Directive =>
Update the stretch of the article on the CORE data-sharing initiative from "Justice CIO Vance" through "sense, Cooper said.", putting "two chief information officers" in place of "two CIOs".

Document extract =>
>> Begin
The Collaboration on Objects for Reuse and Exchange (CORE) will develop a general data model to let federal, state, local and tribal programs share criminal justice information.

Justice CIO Vance Hitch added it would be possible to expand the National Information Exchange Model (NIEM) to include all federal activities.

Hitch, along with Homeland Security CIO Steve Cooper, announced the new initiative yesterday at the kickoff of the Global Justice XML Data Model Developers Workshop in Arlington, Va.

NIEM will use the Global JXDM as the base for a wider vocabulary, the two CIOs said. Justices Infrastructure and Standards Working Group created JXDM to improve data sharing between state law enforcement agencies and the department.

The partnership will let Homeland Security reuse components of Global JXDM model for some of its own XML data modeling, Cooper said.

DHS adopted the model because it saw no benefit in recreating what had already been done by the Department of Justice. That makes zero sense, Cooper said.

Speakers at the workshop said it makes sense for other agencies to use the data model for XML projects rather than create new models from scratch.

Use of a shared model will facilitate sharing of data among agencies because the vocabulary would be the same, said Michael Daconta, metadata program manager at Homeland Security.

Daconta and Jeremy Warren, Justices enterprise architecture specialist, oversaw the creation of CORE.

Development on the Global JXDM model itself will continue as well, Warren said.
>> End
Entries =>
>> Begin
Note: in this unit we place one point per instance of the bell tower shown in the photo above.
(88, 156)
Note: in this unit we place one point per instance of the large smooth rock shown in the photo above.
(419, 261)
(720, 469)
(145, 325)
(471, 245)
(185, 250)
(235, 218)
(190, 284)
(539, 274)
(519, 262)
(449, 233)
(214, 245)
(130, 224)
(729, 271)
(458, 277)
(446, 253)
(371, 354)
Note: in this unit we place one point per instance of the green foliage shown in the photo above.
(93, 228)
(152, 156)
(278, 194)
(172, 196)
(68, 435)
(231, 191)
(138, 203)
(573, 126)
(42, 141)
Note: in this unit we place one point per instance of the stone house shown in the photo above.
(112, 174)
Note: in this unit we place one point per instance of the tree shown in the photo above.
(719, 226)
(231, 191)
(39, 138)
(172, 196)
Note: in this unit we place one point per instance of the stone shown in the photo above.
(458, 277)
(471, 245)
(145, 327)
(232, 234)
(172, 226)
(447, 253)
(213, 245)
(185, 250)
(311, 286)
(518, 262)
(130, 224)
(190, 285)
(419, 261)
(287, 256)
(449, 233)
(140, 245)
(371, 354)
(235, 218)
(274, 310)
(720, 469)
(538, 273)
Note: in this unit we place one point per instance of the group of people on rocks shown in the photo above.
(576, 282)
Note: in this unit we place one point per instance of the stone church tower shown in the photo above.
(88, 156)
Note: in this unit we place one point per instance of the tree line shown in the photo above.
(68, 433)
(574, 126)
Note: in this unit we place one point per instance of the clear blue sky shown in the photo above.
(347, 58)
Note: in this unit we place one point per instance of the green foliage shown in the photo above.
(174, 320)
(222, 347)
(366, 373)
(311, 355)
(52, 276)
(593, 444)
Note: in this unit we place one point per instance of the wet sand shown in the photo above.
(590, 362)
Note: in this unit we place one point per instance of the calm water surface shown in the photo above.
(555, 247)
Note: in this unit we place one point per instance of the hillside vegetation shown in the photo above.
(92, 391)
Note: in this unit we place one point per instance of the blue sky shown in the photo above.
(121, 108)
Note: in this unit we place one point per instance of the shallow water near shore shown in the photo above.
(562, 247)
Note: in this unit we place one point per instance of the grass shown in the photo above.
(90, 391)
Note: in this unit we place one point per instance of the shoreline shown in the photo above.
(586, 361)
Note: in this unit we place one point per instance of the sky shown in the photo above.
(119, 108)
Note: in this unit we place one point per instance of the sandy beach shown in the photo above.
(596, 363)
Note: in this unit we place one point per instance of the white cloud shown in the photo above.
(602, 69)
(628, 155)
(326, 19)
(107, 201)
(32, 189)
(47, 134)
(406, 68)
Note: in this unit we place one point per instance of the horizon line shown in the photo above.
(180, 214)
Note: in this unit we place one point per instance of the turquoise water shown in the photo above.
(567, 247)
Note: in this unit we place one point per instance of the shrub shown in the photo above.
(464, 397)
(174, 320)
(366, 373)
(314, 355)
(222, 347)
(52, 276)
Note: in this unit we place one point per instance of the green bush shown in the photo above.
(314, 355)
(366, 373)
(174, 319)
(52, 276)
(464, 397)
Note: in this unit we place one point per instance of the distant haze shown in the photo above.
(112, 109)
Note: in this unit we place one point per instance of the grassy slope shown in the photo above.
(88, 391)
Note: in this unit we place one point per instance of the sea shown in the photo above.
>> End
Output of the exercise =>
Justice CIO Vance Hitch added it would be possible to expand the National Information Exchange Model (NIEM) to include all federal activities.

Hitch, along with Homeland Security CIO Steve Cooper, announced the new initiative yesterday at the kickoff of the Global Justice XML Data Model Developers Workshop in Arlington, Va.

NIEM will use the Global JXDM as the base for a wider vocabulary, the two chief information officers said. Justices Infrastructure and Standards Working Group created JXDM to improve data sharing between state law enforcement agencies and the department.

The partnership will let Homeland Security reuse components of Global JXDM model for some of its own XML data modeling, Cooper said.

DHS adopted the model because it saw no benefit in recreating what had already been done by the Department of Justice. That makes zero sense, Cooper said.